What you need to do —
Collect every line in the material below that contains the string "silhouetted". Case counts.

◇ ◇ ◇ ◇ ◇ ◇ ◇

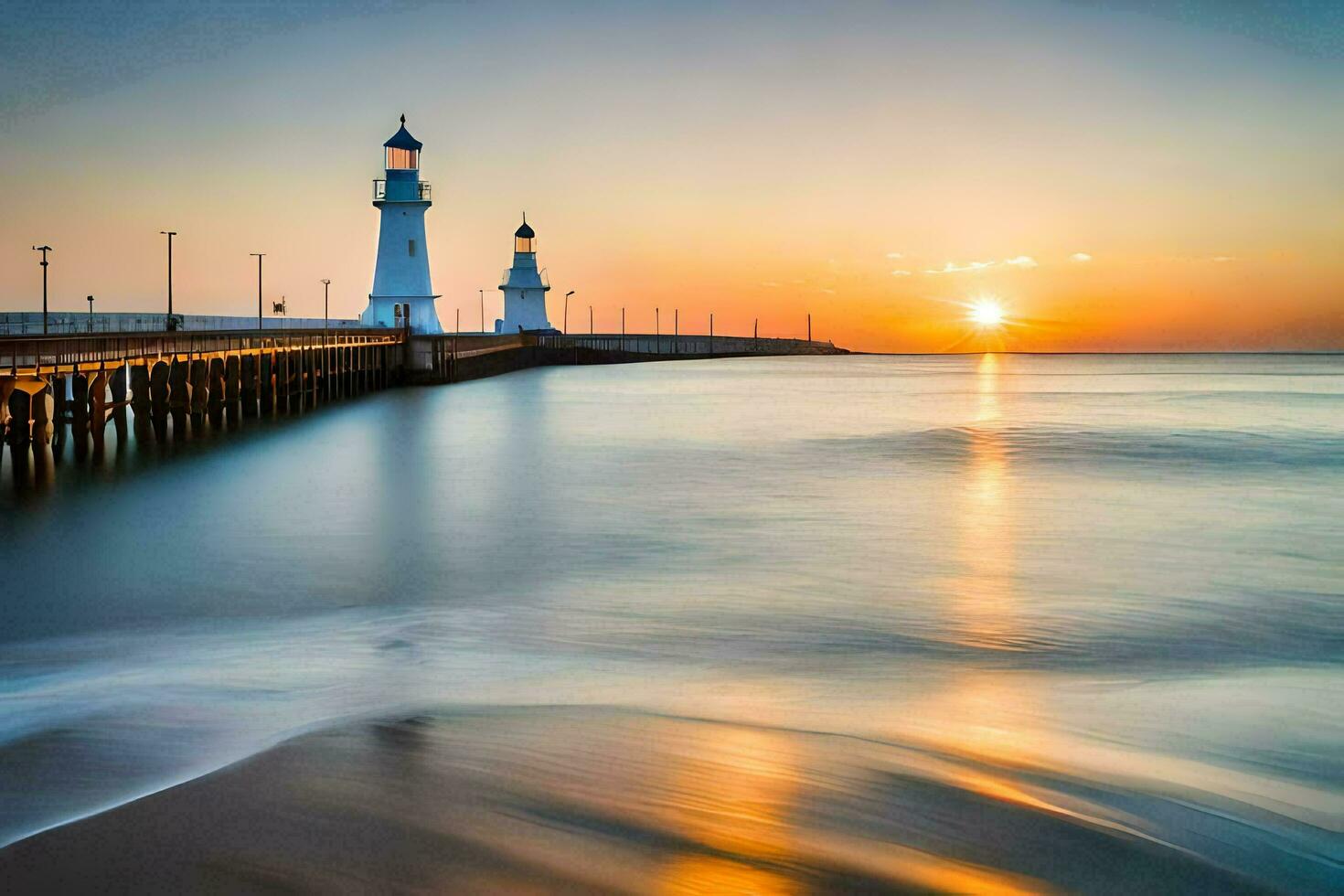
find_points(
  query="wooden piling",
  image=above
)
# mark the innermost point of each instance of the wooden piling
(266, 380)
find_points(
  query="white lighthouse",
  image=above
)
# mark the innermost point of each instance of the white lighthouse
(402, 293)
(525, 288)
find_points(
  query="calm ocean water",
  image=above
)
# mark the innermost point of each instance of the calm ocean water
(1097, 587)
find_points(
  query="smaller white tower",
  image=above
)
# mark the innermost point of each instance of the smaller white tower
(525, 288)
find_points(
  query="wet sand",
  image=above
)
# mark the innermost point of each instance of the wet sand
(566, 801)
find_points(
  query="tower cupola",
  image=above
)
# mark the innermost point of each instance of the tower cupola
(402, 151)
(525, 238)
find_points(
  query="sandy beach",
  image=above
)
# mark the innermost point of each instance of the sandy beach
(606, 801)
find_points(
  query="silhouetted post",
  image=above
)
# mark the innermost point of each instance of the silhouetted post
(169, 234)
(258, 286)
(43, 251)
(326, 294)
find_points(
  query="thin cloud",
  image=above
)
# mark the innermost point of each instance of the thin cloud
(952, 268)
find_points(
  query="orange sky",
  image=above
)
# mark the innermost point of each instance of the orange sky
(718, 160)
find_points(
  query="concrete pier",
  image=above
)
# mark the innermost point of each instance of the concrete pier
(182, 386)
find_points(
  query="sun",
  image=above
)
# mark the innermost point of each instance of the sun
(987, 314)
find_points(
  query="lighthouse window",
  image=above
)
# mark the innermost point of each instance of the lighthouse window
(402, 157)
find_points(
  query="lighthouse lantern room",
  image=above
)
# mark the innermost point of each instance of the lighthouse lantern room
(402, 294)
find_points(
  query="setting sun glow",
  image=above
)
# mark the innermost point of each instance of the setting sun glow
(987, 314)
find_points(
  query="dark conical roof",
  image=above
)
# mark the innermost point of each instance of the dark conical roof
(403, 140)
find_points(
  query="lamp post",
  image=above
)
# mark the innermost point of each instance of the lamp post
(169, 234)
(258, 286)
(326, 288)
(43, 251)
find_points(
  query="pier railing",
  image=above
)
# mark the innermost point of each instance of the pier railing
(31, 355)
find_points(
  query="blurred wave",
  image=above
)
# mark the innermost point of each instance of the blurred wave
(1043, 443)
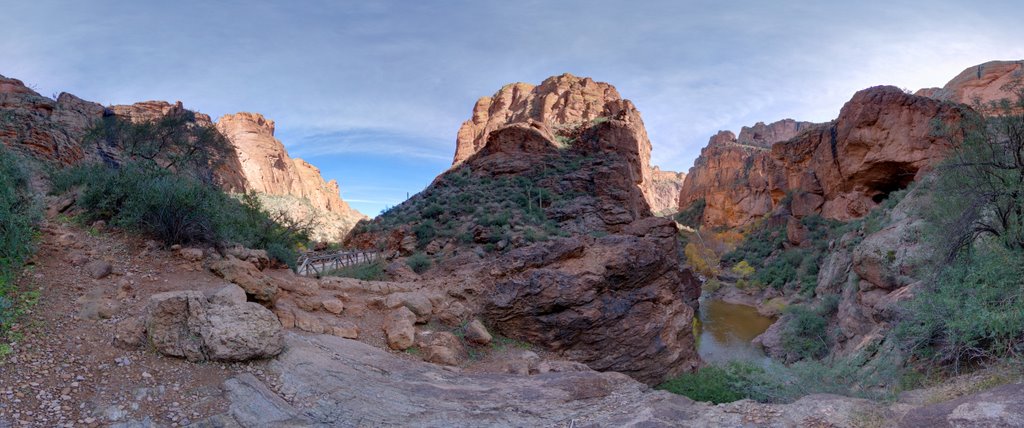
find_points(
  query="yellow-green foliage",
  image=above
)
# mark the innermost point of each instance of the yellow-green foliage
(743, 270)
(701, 259)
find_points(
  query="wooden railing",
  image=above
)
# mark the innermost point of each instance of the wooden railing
(318, 263)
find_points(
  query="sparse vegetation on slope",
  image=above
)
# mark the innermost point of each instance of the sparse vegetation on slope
(18, 215)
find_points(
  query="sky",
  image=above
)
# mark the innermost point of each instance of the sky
(373, 92)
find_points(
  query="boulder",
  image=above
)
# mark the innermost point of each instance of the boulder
(129, 333)
(418, 302)
(617, 304)
(186, 325)
(257, 286)
(476, 333)
(98, 269)
(398, 328)
(335, 306)
(345, 330)
(192, 254)
(440, 347)
(227, 295)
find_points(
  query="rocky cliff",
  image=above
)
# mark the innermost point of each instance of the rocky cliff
(881, 141)
(566, 104)
(297, 185)
(56, 131)
(665, 189)
(548, 226)
(982, 84)
(731, 174)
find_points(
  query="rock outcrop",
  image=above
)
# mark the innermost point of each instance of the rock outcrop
(765, 135)
(318, 373)
(572, 260)
(613, 303)
(293, 185)
(566, 104)
(665, 189)
(882, 140)
(55, 130)
(981, 85)
(187, 325)
(42, 127)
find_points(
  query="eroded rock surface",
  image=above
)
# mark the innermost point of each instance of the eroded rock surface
(883, 139)
(187, 325)
(318, 372)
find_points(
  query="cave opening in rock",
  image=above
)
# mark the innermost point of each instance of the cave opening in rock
(888, 177)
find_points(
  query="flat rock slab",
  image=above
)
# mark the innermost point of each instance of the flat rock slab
(334, 382)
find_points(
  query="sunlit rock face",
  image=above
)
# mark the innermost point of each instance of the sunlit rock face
(301, 191)
(883, 139)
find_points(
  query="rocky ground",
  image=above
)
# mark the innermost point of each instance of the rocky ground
(74, 368)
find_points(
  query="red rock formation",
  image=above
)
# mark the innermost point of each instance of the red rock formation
(982, 84)
(620, 302)
(731, 178)
(153, 111)
(267, 169)
(666, 187)
(881, 141)
(765, 135)
(44, 128)
(564, 103)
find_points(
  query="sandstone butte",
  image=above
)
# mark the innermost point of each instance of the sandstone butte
(882, 140)
(566, 102)
(55, 130)
(603, 294)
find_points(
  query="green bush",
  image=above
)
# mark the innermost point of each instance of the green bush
(425, 232)
(18, 216)
(366, 271)
(716, 384)
(178, 209)
(974, 311)
(419, 262)
(805, 333)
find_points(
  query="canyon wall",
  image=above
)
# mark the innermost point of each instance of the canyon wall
(56, 131)
(883, 139)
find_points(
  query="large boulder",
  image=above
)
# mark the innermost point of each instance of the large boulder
(619, 305)
(399, 329)
(186, 325)
(257, 286)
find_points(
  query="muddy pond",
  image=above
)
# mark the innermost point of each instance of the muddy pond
(725, 332)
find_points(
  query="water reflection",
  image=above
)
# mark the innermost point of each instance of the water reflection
(726, 330)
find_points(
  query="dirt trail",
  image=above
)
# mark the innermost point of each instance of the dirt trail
(66, 371)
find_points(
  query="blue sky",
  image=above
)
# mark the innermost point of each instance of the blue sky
(373, 92)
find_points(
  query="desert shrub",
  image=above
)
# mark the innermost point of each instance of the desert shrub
(174, 142)
(805, 333)
(419, 262)
(18, 216)
(692, 216)
(724, 383)
(743, 271)
(432, 211)
(974, 311)
(178, 209)
(425, 231)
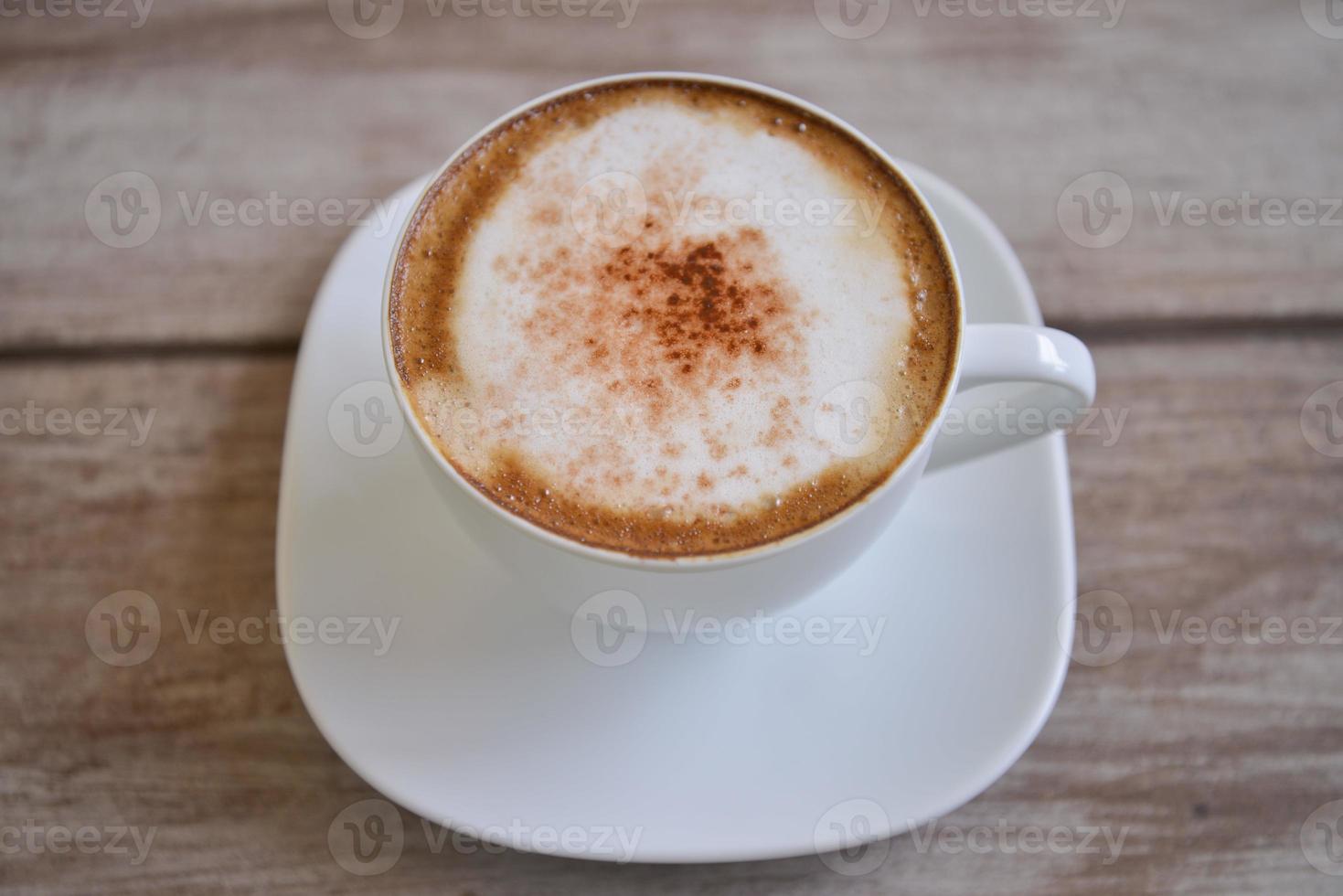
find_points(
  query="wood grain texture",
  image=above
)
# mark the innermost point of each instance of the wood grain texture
(1208, 501)
(237, 101)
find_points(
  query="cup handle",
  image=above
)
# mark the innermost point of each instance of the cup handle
(1017, 383)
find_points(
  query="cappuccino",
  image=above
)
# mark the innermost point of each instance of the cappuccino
(672, 318)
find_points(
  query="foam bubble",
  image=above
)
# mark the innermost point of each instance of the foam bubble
(677, 312)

◇ ◇ ◇ ◇ ◇ ◇ ◇

Output for this exercise —
  query="silhouetted post",
# mark the innermost point of each instance of the silhouetted post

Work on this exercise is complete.